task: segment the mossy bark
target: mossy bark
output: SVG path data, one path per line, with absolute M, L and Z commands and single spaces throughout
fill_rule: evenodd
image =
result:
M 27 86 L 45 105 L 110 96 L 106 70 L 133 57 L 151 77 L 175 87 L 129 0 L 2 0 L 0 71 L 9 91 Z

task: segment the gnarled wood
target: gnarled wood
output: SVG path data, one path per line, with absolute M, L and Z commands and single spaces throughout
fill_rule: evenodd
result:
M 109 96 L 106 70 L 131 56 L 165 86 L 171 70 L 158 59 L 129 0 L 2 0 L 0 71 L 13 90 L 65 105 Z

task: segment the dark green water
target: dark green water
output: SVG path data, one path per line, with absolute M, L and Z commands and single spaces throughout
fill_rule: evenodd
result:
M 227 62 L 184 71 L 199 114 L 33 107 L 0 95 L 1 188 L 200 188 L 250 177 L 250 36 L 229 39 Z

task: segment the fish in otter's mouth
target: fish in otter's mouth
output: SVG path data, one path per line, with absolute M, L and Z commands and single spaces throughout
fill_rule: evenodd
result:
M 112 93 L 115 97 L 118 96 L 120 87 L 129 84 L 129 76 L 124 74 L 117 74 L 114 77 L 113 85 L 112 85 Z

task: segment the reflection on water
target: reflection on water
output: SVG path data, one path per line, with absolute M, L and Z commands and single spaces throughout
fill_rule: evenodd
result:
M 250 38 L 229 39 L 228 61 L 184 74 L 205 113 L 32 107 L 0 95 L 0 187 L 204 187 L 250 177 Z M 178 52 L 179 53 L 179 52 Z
::::
ACTION ITEM:
What is needed is a verbatim copy of the data, complete from first line to last.

SOLUTION TO THIS PROBLEM:
task: segment the mossy bark
target: mossy bark
output: SVG path data, one path per line, with absolute M, L and Z commands and single spaces throughout
fill_rule: evenodd
image =
result:
M 27 86 L 45 105 L 110 96 L 106 70 L 133 57 L 151 77 L 175 87 L 129 0 L 2 0 L 0 71 L 9 91 Z

task: segment the gnarled wood
target: gnarled wood
output: SVG path data, one path per line, with absolute M, L and Z commands and single spaces throughout
fill_rule: evenodd
result:
M 109 96 L 106 70 L 131 56 L 165 86 L 171 70 L 158 59 L 129 0 L 2 0 L 0 71 L 13 90 L 65 105 Z

task: segment the dark green water
target: dark green water
output: SVG path data, one path per line, with absolute M, L and Z commands and single spaces throughout
fill_rule: evenodd
result:
M 227 62 L 184 71 L 199 114 L 33 107 L 0 95 L 1 188 L 200 188 L 250 177 L 250 36 L 229 39 Z

task: segment the fish in otter's mouth
target: fish in otter's mouth
output: SVG path data, one path per line, with absolute M, L and Z commands and single spaces throughout
fill_rule: evenodd
result:
M 112 93 L 115 97 L 118 96 L 120 87 L 129 84 L 129 76 L 124 74 L 117 74 L 114 77 L 113 85 L 112 85 Z

task: segment the reflection on water
target: reflection on water
output: SVG path data, one path per line, with absolute M, L and Z commands and single spaces throughout
fill_rule: evenodd
result:
M 250 38 L 229 39 L 228 61 L 184 74 L 205 113 L 32 107 L 0 95 L 0 187 L 204 187 L 250 177 Z M 178 52 L 179 53 L 179 52 Z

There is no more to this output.